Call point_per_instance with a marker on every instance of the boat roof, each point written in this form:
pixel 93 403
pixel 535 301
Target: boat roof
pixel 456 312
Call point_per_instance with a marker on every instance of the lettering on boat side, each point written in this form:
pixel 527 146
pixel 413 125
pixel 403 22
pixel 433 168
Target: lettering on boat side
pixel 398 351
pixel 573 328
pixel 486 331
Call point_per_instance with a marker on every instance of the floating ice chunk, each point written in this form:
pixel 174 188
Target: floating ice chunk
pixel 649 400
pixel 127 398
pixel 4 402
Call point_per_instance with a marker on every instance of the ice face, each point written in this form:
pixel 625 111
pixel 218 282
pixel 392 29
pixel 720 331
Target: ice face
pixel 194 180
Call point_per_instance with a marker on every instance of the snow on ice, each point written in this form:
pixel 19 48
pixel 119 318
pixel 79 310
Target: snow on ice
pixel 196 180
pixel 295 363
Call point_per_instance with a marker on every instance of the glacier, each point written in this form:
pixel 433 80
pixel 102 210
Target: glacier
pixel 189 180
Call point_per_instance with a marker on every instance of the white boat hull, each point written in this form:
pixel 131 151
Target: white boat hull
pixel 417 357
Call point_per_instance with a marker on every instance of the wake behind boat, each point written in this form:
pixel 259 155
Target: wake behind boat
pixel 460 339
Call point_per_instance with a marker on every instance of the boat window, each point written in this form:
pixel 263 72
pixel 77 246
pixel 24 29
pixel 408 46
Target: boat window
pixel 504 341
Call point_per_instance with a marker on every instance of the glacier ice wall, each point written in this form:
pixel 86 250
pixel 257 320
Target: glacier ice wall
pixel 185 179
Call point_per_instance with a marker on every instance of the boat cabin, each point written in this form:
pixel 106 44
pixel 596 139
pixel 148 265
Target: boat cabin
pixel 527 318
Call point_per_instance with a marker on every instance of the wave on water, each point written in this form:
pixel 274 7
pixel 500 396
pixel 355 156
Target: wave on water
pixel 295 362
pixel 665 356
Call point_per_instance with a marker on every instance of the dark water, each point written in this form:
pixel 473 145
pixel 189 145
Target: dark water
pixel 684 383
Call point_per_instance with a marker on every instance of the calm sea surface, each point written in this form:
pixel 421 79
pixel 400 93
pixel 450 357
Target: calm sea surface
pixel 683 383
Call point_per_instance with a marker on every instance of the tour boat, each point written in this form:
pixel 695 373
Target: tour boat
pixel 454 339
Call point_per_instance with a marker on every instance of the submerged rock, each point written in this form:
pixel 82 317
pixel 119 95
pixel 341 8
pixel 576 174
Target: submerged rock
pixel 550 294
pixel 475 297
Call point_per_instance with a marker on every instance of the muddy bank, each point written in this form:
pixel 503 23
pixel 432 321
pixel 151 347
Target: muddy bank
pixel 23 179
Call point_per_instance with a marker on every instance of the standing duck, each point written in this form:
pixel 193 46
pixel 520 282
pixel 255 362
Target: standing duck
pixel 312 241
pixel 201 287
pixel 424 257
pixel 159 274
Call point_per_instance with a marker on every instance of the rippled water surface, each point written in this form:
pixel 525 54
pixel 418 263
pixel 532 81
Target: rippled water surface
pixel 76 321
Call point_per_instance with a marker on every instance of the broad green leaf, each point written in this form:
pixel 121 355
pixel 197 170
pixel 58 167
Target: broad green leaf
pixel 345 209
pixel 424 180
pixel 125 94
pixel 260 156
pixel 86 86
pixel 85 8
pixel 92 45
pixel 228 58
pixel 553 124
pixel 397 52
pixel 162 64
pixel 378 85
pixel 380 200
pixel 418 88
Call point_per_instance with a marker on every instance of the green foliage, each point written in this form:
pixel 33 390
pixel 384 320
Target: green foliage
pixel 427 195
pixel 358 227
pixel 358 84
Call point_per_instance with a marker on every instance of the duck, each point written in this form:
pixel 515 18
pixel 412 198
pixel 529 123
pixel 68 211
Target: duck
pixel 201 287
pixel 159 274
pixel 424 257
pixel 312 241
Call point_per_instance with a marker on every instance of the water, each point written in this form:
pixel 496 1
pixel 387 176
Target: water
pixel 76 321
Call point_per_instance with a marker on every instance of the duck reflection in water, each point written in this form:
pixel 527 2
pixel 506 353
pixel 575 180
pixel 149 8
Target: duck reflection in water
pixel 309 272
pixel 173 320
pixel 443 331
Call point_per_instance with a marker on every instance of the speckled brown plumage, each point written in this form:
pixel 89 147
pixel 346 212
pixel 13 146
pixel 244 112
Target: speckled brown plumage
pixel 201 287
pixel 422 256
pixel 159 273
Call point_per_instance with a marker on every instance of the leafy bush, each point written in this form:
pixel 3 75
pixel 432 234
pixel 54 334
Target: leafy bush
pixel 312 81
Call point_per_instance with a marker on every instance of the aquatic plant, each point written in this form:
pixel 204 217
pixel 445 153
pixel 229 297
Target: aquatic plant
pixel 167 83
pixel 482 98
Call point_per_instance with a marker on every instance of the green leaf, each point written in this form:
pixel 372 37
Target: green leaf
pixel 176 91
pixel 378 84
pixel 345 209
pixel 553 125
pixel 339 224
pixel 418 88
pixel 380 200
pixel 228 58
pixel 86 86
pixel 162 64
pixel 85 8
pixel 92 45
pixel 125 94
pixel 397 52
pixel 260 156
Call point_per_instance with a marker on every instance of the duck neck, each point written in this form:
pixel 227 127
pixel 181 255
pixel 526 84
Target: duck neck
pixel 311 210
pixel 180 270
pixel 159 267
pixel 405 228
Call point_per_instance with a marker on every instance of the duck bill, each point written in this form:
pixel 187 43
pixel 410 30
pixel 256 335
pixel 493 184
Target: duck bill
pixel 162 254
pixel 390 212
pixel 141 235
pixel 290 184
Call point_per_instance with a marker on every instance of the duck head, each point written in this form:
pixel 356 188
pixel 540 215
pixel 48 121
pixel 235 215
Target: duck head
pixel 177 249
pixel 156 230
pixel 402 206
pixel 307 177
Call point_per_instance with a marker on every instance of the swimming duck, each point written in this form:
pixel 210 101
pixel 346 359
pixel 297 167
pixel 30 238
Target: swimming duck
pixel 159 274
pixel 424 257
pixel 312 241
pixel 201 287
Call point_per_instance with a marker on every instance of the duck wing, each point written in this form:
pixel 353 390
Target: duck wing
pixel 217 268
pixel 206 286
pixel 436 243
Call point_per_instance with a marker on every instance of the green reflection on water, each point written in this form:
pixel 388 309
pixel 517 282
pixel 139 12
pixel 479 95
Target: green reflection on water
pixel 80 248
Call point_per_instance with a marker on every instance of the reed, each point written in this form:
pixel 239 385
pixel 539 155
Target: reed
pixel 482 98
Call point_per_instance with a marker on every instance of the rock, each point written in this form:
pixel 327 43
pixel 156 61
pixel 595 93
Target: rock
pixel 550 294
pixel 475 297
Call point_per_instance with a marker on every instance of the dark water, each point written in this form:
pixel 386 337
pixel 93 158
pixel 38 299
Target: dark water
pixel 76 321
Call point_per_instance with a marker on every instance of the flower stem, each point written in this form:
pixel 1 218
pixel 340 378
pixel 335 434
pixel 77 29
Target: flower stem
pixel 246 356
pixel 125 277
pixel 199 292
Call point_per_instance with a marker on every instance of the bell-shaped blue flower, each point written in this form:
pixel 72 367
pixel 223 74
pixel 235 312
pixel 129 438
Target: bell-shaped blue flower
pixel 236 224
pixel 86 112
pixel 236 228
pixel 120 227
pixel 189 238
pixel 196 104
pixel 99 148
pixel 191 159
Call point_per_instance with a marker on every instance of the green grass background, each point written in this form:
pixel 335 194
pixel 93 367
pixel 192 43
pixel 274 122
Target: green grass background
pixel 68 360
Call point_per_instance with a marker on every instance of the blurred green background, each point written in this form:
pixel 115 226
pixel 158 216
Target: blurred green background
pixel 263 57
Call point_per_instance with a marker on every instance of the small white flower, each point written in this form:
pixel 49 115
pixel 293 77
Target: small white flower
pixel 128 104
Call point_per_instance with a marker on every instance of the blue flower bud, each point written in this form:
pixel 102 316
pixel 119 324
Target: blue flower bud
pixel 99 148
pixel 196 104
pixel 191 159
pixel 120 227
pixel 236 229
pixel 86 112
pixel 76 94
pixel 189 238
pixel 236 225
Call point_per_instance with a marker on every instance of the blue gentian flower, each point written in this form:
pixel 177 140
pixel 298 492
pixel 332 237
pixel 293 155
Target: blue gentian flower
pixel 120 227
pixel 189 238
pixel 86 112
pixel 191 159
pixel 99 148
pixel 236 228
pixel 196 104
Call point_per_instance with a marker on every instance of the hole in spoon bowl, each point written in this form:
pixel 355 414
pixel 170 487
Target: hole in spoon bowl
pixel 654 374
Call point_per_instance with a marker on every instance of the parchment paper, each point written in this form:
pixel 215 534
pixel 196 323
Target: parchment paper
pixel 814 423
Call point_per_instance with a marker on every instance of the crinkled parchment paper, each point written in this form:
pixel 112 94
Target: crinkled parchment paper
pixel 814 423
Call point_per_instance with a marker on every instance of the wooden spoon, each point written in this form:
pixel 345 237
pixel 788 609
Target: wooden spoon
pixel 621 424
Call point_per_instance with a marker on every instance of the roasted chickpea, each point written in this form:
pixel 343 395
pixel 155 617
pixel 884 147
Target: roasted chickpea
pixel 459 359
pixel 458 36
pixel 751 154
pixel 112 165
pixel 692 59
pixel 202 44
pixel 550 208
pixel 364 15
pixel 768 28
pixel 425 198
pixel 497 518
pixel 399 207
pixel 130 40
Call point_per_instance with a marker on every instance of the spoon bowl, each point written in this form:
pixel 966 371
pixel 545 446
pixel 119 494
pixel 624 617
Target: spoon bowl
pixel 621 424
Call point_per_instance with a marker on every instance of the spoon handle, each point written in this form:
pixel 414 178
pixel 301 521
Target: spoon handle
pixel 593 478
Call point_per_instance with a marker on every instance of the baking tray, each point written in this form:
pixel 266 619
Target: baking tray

________________________________________

* **Problem details**
Each line in the listing where the word "tray" is found is to be copied.

* **Answer to this exercise**
Call point_per_instance with a marker on every instance of the baking tray, each point written in this form:
Target: baking tray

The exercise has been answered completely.